▸ PROVIDED TEXT
** BEGIN **
Selection Entry Points¶

Primary (recommended): detector.select(X_test, alpha=...) - dispatches automatically based on detector configuration; no manual result-bundle handling required.

Advanced/low-level options (for custom workflows):

Standard (exchangeable): apply BH directly via scipy.stats.false_discovery_control(...) to conformal p-values.
Weighted (covariate shift with importance weights): weighted_false_discovery_control(result=...) or weighted_false_discovery_control_from_arrays(...).

Parameter Roles (`delta` vs `alpha`)¶

When using ConditionalEmpirical, keep these roles separate:

delta: calibration confidence/failure budget inside the conditional p-value map.
alpha: target FDR level in the final selection rule.

They do not need to be equal. A common pattern is to tune delta for p-value calibration behavior and alpha for operational false discovery tolerance.

Guarantee Scope for BH-Style Selection¶

BH-style selection applied to conformal p-values has guarantees that depend on:

how valid/calibrated those p-values are,
exchangeability (or the relevant data-shift assumptions for weighted methods),
and BH dependence assumptions (independence or PRDS).

For standard split conformal outlier p-values, Bates et al. prove the PRDS property needed for BH under their assumptions. This does not mean arbitrary post-processing is safe: shared calibration data can make generic p-value combination procedures invalid without additional justification.

In other words, the selection routine itself does not create validity from invalid inputs; it preserves guarantees under the assumptions above.

Input situation	Recommended path
Standard exchangeable conformal p-values	`detector.select(...)` or SciPy BH on `compute_p_values(...)`
Weighted covariate-shift workflow	`detector.select(...)` with a `weight_estimator` so WCS is used
Arbitrary dependent or post-processed p-values	Do not assume BH validity without a separate justification
Streaming decisions over time	Use an online FDR method, not a fixed-batch BH shortcut

Strict validation for weighted inputs

Weighted FDR routines fail fast on invalid inputs. They now raise ValueError when:

score/weight arrays are not 1D numeric arrays of matching lengths
any score/weight/p-value contains non-finite values
any weight is negative
total calibration weight is not strictly positive
result.metadata["kde"] is present but malformed (missing keys, invalid shapes, non-monotone grid/CDF, or non-positive total weight)

from scipy.stats import false_discovery_control
from nonconform.fdr import (
    weighted_false_discovery_control,
    weighted_false_discovery_control_from_arrays,
)

# Standard BH selection from explicit p-values
cs_mask = false_discovery_control(result.p_values, method="bh") <= 0.05

# Strict WCS from cached result bundle
wcs_from_result = weighted_false_discovery_control(
    result=result,
    alpha=0.05,
)

# Strict WCS from explicit arrays
wcs_mask = weighted_false_discovery_control_from_arrays(
    p_values=result.p_values,
    test_scores=result.test_scores,
    calib_scores=result.calib_scores,
    test_weights=result.test_weights,
    calib_weights=result.calib_weights,
    alpha=0.05,
)

Basic Usage¶

from nonconform import ConformalDetector, Split

from pyod.models.lof import LOF

detector = ConformalDetector(
    detector=LOF(),
    strategy=Split(n_calib=0.2),
    aggregation="median",
    seed=42,
)
** END **
▸ EXERCISE INSTRUCTIONS
1. Revise the FDR selection guide between "When using ConditionalEmpirical, keep" and "false discovery tolerance.", inclusive, changing "operational" to "practical".
2. Answer these questions from the FDR selection guide:
(a) What error do weighted FDR routines raise on invalid inputs?
(b) In the basic usage, what value is passed as n_calib to Split?
(c) What is recommended for streaming decisions over time?
Rely only on the FDR selection guide for everything.

▸ DATA SECTION
** BEGIN **
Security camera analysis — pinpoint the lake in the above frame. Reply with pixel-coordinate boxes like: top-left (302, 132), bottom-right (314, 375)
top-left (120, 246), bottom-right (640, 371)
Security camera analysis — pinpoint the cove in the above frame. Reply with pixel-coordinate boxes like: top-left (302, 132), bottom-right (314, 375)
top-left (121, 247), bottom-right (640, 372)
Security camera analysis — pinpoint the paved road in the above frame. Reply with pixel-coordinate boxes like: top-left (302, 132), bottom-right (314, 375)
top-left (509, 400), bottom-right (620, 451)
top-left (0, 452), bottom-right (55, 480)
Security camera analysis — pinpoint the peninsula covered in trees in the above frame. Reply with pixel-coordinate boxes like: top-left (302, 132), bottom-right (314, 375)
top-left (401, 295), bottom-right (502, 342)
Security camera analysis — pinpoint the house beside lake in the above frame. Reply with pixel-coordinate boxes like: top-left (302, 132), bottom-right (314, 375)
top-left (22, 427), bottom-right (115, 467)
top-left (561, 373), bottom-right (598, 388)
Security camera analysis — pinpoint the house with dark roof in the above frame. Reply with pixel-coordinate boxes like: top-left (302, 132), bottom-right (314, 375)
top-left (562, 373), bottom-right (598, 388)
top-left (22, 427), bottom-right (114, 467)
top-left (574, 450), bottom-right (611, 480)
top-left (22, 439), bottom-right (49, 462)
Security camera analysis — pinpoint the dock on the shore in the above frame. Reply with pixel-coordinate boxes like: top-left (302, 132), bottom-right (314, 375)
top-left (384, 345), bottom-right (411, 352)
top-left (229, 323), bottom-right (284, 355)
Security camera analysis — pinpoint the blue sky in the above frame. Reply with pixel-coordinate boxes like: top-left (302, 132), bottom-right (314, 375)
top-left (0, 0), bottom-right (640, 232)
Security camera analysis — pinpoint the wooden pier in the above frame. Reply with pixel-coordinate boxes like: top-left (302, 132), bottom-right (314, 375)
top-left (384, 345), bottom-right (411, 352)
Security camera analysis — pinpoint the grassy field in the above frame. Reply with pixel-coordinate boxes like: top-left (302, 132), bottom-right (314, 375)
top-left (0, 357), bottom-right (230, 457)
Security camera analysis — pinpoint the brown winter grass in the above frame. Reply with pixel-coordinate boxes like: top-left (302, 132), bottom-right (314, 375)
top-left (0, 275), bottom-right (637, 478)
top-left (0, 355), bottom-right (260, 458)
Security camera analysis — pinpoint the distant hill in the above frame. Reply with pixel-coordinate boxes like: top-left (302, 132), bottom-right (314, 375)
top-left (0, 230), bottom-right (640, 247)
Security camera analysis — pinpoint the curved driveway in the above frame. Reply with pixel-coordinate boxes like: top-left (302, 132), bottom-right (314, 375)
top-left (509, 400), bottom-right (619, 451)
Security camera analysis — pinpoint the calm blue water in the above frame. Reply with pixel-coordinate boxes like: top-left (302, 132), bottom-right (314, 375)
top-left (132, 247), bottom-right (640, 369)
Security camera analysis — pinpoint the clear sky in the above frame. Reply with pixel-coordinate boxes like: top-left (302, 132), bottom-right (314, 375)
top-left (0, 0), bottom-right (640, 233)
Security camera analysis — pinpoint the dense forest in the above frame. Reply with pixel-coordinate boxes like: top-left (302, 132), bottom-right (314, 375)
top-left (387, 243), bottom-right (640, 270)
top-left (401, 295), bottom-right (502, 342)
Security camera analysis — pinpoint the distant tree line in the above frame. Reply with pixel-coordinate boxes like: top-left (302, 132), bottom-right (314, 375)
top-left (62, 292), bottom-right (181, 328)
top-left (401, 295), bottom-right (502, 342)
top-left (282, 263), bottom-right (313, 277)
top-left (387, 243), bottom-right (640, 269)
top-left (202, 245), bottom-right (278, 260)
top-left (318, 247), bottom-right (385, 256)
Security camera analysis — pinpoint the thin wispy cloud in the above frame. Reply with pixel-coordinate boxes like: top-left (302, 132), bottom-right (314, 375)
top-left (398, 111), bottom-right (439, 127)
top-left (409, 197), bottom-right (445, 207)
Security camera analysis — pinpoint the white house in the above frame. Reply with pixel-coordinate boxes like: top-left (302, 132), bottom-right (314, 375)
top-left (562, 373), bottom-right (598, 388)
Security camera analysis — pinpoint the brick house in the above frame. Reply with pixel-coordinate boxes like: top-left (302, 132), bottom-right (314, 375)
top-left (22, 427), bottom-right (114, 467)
** END **
▸ SOLUTIONS PER TASK
1.
When using ConditionalEmpirical, keep these roles separate:

delta: calibration confidence/failure budget inside the conditional p-value map.
alpha: target FDR level in the final selection rule.

They do not need to be equal. A common pattern is to tune delta for p-value calibration behavior and alpha for practical false discovery tolerance.

2.
(a) ValueError
(b) 0.2
(c) An online FDR method, not a fixed-batch BH shortcut